EXERCISE GOAL:
Format the rows from the line holding "Check whether the metal" through the line holding "112, 279, 185]]", inclusive, as a two-column CSV with the headers input and output. Give one CSV line per row, putting its text and its answer each in one quoted field with line breaks turned into spaces.

──────────────────────────────

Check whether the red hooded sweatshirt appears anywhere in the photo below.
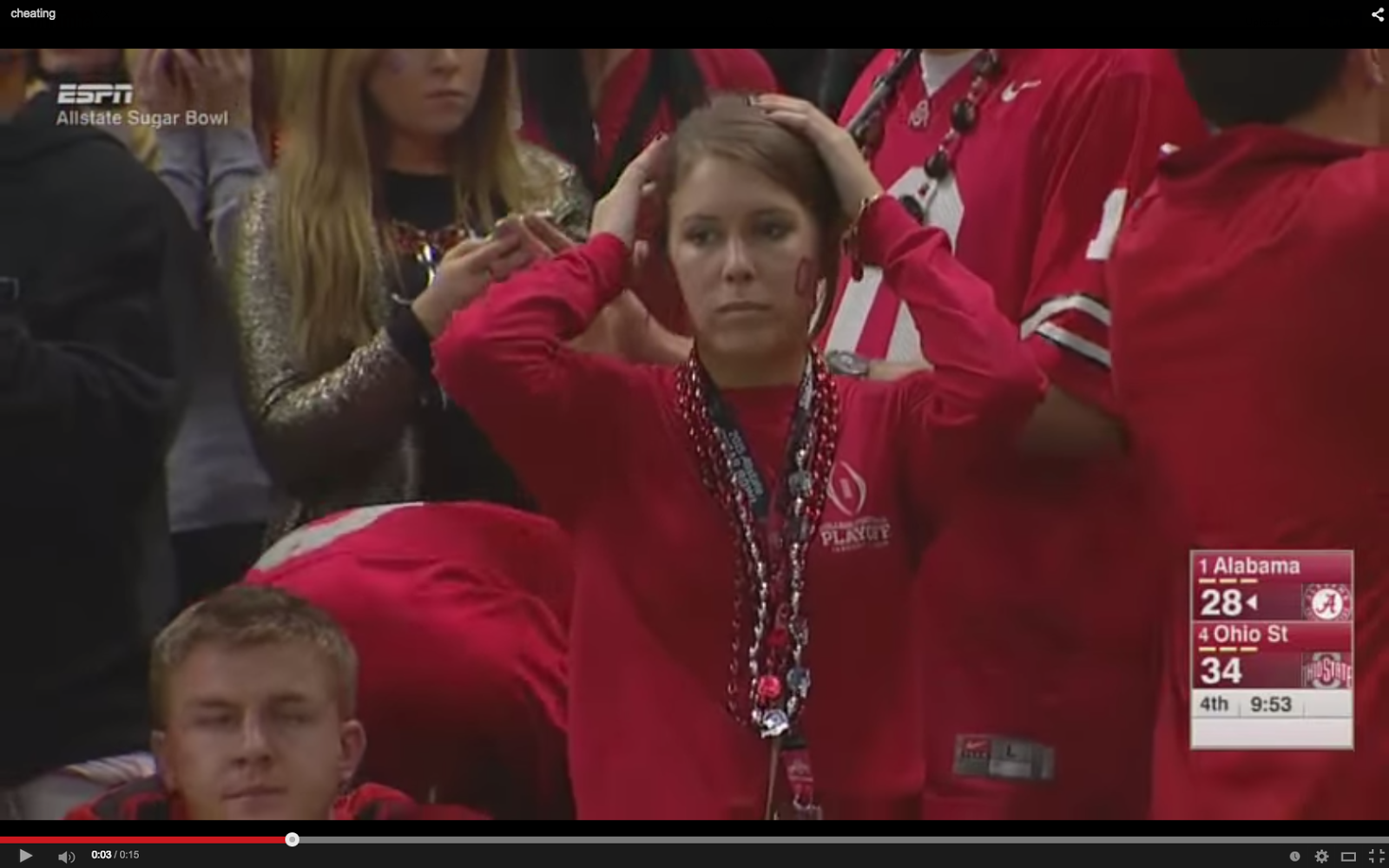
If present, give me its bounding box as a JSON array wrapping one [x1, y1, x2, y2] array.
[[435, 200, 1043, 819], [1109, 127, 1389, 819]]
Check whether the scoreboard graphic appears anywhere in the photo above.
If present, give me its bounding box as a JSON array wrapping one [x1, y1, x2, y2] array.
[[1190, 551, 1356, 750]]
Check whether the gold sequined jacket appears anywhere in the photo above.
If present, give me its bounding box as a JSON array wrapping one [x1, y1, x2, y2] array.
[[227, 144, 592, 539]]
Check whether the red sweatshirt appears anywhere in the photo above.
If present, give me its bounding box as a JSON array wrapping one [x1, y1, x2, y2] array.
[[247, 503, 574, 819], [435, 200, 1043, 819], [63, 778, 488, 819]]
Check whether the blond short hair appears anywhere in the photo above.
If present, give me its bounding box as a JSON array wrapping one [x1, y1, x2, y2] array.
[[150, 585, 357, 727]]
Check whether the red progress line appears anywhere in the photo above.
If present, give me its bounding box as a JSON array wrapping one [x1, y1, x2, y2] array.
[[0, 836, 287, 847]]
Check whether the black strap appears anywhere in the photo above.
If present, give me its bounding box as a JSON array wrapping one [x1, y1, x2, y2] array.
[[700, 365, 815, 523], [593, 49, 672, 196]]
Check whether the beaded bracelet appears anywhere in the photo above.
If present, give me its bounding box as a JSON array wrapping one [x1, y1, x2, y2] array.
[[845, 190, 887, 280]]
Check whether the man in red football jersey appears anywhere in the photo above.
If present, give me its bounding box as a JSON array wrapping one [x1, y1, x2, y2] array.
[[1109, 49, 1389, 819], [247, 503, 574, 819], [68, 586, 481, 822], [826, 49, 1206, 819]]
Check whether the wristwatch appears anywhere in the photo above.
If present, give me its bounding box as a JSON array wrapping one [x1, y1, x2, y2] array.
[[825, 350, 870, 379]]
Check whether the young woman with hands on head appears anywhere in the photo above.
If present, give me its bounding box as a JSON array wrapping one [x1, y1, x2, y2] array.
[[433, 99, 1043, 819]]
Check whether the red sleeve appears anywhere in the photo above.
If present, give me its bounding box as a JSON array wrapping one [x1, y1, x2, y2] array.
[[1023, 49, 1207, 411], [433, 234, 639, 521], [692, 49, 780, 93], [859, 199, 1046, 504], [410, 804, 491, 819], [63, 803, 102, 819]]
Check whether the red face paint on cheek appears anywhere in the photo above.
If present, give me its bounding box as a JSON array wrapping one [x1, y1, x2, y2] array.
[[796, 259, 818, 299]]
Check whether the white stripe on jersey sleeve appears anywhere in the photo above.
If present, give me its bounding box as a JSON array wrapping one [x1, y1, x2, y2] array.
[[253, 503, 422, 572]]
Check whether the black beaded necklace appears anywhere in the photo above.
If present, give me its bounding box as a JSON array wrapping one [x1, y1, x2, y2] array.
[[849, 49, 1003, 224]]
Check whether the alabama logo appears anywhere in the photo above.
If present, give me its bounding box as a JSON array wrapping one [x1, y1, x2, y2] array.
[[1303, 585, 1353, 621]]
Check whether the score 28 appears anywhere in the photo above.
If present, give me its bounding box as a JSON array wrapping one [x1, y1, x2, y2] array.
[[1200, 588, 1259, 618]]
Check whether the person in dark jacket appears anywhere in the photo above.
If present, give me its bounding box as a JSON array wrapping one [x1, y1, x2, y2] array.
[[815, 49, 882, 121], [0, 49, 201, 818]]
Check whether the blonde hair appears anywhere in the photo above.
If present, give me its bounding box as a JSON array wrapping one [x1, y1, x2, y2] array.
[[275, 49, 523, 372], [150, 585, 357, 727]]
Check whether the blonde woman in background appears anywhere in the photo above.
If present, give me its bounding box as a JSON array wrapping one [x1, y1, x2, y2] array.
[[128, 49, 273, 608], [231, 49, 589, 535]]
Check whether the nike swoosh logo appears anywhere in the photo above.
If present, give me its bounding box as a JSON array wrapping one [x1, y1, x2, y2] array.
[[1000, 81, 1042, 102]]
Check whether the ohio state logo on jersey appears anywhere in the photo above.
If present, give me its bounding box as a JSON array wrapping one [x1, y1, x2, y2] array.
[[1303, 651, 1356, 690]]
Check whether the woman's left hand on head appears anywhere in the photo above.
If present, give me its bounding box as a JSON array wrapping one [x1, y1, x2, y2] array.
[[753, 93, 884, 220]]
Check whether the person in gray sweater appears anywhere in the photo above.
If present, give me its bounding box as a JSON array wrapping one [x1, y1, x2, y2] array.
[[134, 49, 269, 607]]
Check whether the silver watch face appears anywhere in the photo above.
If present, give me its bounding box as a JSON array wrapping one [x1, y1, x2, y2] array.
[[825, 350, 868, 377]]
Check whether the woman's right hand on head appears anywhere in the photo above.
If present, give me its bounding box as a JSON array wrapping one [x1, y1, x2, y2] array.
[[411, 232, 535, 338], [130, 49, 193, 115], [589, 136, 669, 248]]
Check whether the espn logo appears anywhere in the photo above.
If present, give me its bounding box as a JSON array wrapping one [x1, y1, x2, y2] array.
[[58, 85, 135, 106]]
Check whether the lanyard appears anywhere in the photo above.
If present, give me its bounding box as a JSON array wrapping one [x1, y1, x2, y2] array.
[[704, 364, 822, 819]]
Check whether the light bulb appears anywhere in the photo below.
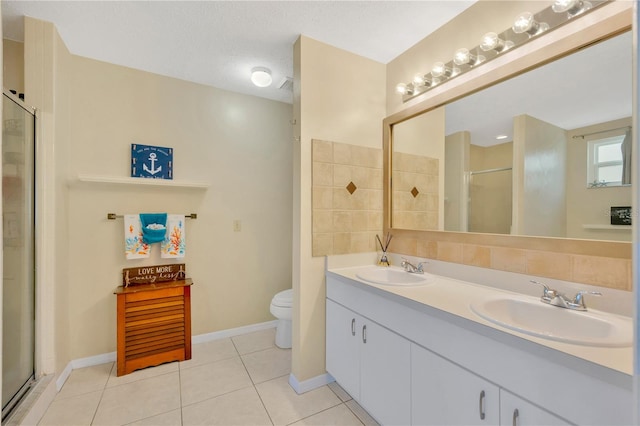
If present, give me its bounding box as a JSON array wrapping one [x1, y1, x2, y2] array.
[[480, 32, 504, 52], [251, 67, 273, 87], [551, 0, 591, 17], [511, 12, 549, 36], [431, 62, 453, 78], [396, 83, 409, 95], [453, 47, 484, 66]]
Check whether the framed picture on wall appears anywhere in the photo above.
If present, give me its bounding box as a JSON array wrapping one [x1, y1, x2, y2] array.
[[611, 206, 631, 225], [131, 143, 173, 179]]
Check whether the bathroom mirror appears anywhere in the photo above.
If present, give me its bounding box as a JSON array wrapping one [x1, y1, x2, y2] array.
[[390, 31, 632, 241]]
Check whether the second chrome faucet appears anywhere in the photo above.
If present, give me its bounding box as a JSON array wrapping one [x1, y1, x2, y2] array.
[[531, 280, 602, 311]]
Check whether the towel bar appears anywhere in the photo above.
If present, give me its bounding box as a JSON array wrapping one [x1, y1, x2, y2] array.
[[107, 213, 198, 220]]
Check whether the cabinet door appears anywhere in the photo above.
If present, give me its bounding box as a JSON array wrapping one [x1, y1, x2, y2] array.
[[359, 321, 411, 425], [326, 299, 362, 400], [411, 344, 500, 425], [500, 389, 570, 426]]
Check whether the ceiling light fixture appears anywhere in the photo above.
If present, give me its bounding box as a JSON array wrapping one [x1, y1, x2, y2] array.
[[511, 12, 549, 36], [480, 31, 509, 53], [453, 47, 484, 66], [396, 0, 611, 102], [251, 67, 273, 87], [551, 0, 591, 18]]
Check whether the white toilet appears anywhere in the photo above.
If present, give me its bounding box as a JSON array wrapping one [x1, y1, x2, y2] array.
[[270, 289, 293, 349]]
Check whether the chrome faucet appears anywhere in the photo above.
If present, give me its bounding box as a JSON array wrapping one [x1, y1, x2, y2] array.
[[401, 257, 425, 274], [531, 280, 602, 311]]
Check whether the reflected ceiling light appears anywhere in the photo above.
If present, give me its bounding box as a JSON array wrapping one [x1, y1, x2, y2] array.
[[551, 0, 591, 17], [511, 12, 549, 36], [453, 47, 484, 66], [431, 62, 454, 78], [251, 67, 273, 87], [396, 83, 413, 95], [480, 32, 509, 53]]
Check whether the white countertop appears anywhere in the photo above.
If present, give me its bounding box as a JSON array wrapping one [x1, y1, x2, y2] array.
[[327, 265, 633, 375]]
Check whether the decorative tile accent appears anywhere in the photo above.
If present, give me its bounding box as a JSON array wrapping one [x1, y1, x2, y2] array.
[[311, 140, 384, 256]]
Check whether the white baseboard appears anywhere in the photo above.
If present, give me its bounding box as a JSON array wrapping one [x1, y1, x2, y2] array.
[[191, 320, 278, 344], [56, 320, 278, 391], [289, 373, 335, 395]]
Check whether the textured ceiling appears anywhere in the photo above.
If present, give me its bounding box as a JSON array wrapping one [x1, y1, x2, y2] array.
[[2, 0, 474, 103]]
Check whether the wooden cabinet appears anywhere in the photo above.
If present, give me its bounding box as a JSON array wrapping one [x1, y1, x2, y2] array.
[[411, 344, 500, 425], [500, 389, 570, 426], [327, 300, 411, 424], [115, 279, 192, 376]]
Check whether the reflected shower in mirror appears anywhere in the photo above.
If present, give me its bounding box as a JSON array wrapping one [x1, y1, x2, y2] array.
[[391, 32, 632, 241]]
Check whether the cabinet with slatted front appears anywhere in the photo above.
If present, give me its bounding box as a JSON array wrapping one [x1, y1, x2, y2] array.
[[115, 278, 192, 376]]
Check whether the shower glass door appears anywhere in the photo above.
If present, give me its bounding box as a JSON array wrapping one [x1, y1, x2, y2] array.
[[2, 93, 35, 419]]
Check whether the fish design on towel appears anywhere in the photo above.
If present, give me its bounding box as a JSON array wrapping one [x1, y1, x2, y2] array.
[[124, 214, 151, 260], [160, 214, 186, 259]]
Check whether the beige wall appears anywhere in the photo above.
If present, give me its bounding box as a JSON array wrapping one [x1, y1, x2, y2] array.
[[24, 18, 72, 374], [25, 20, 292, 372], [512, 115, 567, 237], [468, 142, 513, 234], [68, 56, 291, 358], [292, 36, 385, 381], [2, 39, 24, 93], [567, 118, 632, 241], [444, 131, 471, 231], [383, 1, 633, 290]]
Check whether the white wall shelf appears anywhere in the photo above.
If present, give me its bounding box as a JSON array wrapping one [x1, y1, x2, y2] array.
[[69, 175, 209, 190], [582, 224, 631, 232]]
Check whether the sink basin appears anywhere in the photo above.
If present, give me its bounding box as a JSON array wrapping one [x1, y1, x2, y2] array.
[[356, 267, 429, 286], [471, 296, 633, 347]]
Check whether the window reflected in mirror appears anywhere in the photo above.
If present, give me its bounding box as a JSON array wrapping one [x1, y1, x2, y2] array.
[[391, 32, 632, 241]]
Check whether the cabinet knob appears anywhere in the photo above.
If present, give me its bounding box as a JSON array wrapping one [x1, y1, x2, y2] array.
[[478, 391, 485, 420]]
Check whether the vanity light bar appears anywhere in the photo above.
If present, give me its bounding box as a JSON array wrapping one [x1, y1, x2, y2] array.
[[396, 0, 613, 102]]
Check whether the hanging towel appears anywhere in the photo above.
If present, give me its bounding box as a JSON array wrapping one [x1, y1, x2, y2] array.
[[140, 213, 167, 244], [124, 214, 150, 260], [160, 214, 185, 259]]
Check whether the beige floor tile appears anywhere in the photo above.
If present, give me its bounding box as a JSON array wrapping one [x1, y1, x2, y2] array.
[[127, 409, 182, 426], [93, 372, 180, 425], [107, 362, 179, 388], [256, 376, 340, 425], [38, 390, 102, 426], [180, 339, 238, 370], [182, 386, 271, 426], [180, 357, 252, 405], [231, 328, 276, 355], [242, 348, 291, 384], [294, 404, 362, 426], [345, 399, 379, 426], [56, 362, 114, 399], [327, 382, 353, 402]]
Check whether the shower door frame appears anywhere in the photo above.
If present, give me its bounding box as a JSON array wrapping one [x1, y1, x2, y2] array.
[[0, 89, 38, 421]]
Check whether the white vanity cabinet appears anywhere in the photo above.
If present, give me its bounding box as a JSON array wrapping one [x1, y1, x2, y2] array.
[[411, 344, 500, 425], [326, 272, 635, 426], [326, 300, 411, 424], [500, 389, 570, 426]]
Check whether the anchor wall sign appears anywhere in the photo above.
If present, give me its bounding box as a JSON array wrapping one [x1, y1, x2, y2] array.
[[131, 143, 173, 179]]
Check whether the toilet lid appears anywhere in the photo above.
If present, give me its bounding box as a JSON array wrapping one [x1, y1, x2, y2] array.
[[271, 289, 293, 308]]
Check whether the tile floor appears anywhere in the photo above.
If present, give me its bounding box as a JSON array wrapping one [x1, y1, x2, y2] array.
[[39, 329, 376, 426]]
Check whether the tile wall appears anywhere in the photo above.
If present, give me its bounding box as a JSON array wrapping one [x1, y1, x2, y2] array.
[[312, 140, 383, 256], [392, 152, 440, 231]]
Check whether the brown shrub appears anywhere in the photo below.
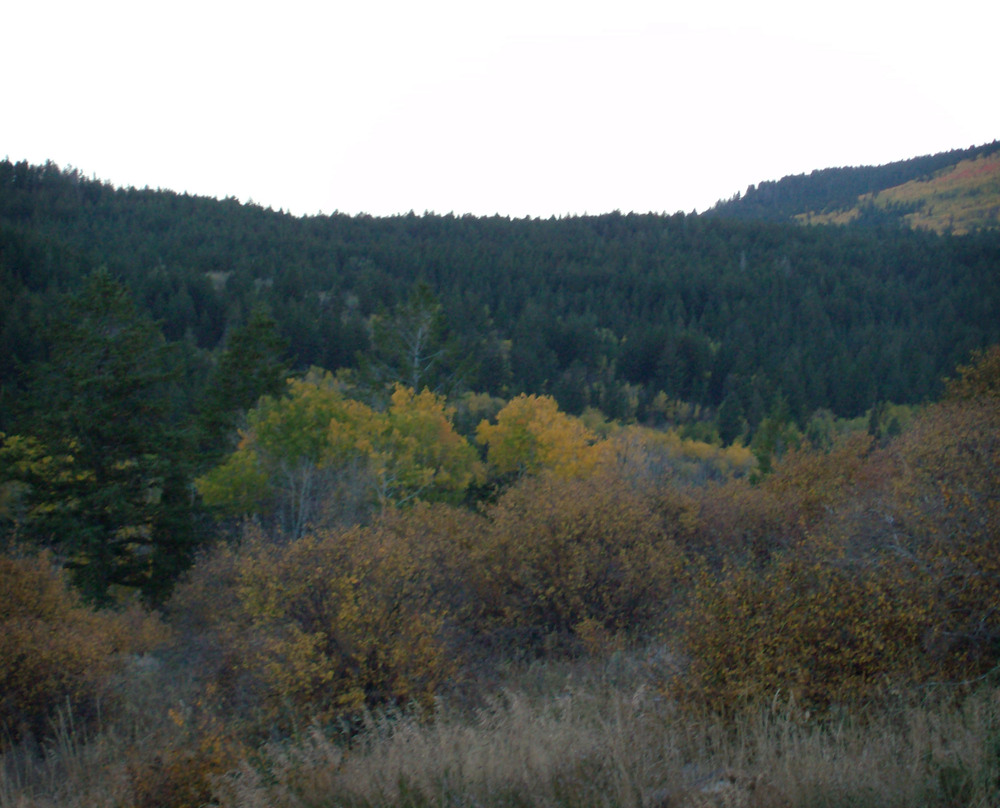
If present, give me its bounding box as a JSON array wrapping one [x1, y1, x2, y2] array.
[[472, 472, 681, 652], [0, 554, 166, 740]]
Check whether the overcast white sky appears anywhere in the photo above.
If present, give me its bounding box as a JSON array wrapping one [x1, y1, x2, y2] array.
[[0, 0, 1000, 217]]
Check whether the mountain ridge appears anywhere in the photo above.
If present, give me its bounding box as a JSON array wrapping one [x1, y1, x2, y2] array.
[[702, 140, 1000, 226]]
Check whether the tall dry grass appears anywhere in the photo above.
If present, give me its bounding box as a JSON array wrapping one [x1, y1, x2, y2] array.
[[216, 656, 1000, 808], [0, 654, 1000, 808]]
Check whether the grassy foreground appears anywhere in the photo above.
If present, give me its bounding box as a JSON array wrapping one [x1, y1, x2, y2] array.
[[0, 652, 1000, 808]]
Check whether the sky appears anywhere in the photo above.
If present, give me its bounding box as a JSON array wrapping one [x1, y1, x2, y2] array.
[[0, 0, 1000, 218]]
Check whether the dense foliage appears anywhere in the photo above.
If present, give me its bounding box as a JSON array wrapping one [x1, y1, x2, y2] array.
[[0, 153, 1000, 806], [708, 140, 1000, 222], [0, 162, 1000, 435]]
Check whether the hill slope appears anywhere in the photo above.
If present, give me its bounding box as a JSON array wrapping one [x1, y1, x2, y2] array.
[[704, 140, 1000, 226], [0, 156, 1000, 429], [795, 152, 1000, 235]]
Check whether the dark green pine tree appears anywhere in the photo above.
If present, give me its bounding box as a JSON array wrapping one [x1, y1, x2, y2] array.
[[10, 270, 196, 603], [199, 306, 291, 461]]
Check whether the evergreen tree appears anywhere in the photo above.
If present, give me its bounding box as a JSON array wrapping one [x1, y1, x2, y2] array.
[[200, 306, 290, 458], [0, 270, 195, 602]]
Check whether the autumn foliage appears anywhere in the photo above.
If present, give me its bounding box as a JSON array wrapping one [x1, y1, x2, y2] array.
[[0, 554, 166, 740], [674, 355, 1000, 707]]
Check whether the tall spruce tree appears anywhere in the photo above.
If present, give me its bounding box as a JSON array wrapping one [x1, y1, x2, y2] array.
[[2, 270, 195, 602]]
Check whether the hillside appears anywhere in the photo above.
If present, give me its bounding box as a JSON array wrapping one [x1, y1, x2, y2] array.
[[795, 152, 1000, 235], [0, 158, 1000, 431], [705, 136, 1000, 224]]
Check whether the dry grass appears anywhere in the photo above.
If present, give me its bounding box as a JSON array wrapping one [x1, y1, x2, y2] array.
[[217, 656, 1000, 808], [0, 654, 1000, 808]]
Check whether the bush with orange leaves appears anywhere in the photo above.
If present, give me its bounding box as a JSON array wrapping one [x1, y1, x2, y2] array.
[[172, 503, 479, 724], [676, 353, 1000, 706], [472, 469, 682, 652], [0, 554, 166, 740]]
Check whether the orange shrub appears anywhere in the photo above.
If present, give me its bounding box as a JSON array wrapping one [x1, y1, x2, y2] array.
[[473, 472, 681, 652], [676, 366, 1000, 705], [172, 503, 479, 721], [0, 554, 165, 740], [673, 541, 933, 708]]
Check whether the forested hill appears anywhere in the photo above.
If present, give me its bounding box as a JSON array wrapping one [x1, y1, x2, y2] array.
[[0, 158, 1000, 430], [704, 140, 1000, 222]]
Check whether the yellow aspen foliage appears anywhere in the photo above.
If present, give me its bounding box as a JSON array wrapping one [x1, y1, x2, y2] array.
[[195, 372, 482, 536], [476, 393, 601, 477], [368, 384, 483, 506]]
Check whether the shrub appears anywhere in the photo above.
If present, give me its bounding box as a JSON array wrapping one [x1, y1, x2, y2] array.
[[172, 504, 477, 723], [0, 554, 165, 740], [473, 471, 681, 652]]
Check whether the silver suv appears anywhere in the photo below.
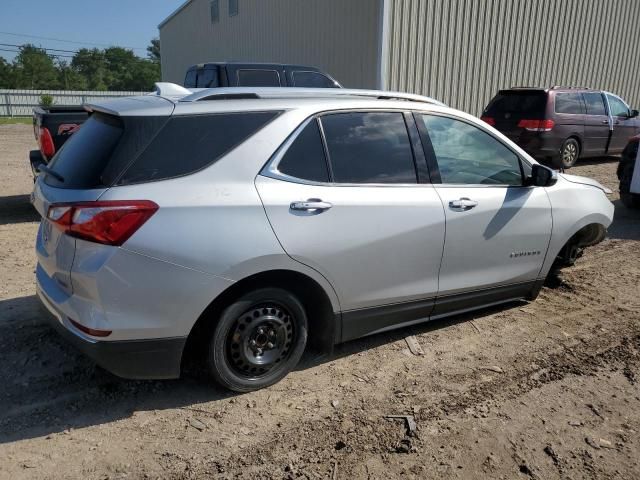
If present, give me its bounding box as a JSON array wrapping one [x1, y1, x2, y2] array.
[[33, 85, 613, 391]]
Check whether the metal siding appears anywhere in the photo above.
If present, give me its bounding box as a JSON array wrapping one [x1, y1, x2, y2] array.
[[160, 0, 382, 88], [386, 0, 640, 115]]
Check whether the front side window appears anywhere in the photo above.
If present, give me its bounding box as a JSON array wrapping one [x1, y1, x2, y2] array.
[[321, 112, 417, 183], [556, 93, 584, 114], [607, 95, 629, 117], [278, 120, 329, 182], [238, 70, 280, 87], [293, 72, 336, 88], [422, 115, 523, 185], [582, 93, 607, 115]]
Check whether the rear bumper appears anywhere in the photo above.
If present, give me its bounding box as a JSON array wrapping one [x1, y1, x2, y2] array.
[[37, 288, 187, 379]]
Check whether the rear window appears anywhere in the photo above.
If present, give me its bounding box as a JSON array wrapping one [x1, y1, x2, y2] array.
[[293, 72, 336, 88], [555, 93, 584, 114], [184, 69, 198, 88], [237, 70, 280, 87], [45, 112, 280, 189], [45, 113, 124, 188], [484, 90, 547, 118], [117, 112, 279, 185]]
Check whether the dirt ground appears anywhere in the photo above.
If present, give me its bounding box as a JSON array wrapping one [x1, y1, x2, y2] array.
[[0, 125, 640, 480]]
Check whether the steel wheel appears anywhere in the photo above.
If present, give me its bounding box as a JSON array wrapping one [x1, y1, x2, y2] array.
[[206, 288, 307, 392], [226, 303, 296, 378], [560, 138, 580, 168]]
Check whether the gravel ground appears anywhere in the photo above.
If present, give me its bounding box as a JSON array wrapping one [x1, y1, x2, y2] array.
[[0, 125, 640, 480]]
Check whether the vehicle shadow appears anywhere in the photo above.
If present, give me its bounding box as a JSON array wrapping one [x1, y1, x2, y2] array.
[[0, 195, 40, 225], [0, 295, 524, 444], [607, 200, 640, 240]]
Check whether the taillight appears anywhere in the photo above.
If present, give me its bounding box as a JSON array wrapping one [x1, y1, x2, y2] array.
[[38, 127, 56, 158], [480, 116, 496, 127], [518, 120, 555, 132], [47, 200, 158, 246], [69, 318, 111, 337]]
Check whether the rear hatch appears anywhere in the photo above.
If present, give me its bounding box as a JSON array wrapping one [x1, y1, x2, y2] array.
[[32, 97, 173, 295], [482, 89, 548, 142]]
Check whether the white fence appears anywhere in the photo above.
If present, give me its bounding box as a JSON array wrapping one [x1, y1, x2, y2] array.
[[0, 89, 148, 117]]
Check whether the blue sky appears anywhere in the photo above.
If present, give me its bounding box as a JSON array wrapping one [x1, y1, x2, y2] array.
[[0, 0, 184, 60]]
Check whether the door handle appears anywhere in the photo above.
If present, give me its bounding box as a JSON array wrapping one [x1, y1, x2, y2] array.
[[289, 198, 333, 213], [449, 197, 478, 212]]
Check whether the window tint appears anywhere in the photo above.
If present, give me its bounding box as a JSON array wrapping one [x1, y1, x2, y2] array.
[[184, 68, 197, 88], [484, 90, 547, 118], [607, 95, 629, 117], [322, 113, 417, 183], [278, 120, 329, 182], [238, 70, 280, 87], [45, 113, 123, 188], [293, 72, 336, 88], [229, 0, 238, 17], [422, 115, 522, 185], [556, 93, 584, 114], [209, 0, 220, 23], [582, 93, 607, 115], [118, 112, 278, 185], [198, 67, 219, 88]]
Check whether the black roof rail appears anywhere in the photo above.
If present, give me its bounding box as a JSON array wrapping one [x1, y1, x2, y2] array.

──────────────────────────────

WRITTEN RESPONSE:
input,output
"Check whether the metal siding appears anywhere in the photo above. If present, give me its bounding box as a JSON array wrapping one [x1, y1, x2, y2] array.","[[160, 0, 382, 88], [386, 0, 640, 115]]"
"Check whether the front side window appears anywhere in the photo above. If present, give me its bounding box as a JSON array wrapping one [x1, y1, x2, y2] array.","[[321, 112, 417, 183], [556, 93, 584, 114], [607, 95, 629, 117], [278, 120, 329, 182], [238, 70, 280, 87], [293, 72, 336, 88], [422, 115, 523, 185], [582, 93, 607, 115]]"
"Check whether the rear bumper appears anywhere in the photo above. If present, give me its bounding box as a JSON array wrapping one [x1, y1, x2, y2] array.","[[37, 288, 187, 379]]"
"Check whether the rear window appears anywhere in the photo above. If present, give me its bounding box as a JSON array wrapping one [x1, y1, x2, y2] array.","[[293, 72, 336, 88], [555, 93, 584, 114], [184, 69, 198, 88], [237, 70, 280, 87], [45, 112, 280, 189], [45, 113, 124, 188], [484, 90, 547, 118], [117, 112, 279, 185]]"